## 你的任务:
把关于百度搜索自动化的文段中从“browser = chromiumBrowserType.launch(headless=False)”到“page.goto('http://www.baidu.com')”之间的文字逐字照录下来，首尾两处也包括在内。

百度搜索自动化

此处给出用playwright模拟百度搜索,即百度搜索自动化的完整例子。

代码

# Function: Playwright demo baidu search
# Author: Crifan Li
# Update: 20210331

from playwright.sync_api import sync_playwright

# here use sync mode
with sync_playwright() as p:
    chromiumBrowserType = p.chromium
    print("chromiumBrowserType=%s" % chromiumBrowserType)
    browser = chromiumBrowserType.launch(headless=False)
    # chromiumBrowserType=<BrowserType name=chromium executable_path=/Users/limao/Library/Caches/ms-playwright/chromium-857950/chrome-mac/Chromium.app/Contents/MacOS/Chromium>
    print("browser=%s" % browser)
    # browser=<Browser type=<BrowserType name=chromium executable_path=/Users/limao/Library/Caches/ms-playwright/chromium-857950/chrome-mac/Chromium.app/Contents/MacOS/Chromium> version=90.0.4430.0>
    page = browser.new_page()
    print("page=%s" % page)
    # page=<Page url='about:blank'>

    ################################################################################
    # Open url
    ################################################################################
    page.goto('http://www.baidu.com')
    print("page=%s" % page)

## 所给数据:
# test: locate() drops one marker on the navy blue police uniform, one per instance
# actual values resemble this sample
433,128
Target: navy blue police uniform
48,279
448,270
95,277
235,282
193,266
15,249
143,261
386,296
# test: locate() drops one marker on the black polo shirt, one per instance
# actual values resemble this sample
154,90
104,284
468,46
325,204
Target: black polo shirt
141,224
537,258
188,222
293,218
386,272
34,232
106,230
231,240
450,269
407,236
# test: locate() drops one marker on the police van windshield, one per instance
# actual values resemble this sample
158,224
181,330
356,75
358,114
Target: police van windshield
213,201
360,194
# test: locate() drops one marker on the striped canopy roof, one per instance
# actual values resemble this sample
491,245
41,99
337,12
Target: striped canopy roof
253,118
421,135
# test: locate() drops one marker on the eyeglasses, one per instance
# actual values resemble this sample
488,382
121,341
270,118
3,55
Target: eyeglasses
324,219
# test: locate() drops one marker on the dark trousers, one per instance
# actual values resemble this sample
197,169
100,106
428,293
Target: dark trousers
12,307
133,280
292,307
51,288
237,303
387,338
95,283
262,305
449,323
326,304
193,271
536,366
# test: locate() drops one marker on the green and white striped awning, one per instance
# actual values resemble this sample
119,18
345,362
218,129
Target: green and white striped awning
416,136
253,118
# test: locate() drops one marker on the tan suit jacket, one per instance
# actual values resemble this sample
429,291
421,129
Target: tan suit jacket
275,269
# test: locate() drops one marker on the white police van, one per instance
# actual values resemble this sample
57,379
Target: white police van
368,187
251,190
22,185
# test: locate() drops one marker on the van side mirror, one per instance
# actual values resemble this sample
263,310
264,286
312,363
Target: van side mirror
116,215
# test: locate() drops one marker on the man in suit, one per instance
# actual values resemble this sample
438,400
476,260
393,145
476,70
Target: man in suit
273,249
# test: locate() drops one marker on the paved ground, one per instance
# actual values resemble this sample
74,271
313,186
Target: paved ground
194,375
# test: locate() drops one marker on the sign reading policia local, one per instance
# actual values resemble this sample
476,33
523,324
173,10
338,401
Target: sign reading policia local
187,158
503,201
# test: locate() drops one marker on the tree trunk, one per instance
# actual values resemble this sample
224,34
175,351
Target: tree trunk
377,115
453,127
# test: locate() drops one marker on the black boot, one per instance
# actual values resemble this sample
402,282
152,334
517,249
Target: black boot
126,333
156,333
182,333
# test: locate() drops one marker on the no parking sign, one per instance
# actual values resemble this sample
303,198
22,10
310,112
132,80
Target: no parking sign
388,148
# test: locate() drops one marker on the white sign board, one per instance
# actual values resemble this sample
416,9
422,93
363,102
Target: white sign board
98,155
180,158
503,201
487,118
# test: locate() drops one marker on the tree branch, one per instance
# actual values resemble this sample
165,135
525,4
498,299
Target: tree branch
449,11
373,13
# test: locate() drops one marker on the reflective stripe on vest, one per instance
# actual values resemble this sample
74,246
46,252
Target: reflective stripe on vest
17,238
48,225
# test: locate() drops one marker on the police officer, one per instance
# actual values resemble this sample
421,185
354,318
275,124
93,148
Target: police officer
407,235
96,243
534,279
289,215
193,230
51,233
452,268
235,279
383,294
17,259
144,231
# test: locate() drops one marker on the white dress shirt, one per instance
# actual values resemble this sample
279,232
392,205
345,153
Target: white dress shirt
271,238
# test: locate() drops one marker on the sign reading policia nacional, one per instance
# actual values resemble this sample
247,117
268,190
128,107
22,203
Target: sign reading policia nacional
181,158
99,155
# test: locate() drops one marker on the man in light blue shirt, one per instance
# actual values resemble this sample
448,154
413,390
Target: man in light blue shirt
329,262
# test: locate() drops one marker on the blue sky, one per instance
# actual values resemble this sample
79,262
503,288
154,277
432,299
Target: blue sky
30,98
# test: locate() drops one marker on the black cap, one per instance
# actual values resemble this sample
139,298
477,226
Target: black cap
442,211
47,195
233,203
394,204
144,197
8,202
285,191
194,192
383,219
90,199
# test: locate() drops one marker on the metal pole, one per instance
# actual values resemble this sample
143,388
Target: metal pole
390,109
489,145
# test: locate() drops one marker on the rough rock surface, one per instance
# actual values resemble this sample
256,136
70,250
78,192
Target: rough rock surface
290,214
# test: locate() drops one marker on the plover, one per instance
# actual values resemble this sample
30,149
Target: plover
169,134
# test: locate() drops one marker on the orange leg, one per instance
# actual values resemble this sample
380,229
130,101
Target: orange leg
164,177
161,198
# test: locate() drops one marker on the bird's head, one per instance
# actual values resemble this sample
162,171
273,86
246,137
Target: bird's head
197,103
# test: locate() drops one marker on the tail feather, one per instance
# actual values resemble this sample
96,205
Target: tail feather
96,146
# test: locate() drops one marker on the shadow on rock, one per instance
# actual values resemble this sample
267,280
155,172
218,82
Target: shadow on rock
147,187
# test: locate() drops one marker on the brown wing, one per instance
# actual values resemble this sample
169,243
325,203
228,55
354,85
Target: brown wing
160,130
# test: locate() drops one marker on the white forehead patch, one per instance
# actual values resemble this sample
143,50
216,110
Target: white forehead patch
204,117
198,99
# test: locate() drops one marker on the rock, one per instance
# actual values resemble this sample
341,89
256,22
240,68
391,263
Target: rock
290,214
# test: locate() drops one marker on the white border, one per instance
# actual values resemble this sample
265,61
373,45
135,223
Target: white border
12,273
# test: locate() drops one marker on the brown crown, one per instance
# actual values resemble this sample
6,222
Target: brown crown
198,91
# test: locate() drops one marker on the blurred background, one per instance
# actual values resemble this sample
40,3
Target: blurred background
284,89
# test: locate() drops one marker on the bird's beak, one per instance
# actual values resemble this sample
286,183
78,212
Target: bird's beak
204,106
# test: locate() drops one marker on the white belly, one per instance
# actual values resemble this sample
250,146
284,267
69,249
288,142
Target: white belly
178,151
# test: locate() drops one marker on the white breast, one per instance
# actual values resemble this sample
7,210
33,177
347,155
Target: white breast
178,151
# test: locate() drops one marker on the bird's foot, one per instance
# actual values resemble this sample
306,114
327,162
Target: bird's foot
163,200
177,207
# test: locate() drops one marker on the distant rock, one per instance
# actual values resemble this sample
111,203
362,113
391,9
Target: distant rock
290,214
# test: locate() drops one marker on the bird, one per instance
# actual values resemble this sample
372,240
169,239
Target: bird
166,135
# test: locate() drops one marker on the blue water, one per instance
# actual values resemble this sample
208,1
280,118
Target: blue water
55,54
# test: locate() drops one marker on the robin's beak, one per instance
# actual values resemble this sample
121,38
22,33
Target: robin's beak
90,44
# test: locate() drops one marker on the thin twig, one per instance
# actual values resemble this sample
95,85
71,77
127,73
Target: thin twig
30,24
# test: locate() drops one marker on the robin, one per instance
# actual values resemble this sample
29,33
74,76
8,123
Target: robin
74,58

## 问题解答:
browser = chromiumBrowserType.launch(headless=False)
    # chromiumBrowserType=<BrowserType name=chromium executable_path=/Users/limao/Library/Caches/ms-playwright/chromium-857950/chrome-mac/Chromium.app/Contents/MacOS/Chromium>
    print("browser=%s" % browser)
    # browser=<Browser type=<BrowserType name=chromium executable_path=/Users/limao/Library/Caches/ms-playwright/chromium-857950/chrome-mac/Chromium.app/Contents/MacOS/Chromium> version=90.0.4430.0>
    page = browser.new_page()
    print("page=%s" % page)
    # page=<Page url='about:blank'>

    ################################################################################
    # Open url
    ################################################################################
    page.goto('http://www.baidu.com')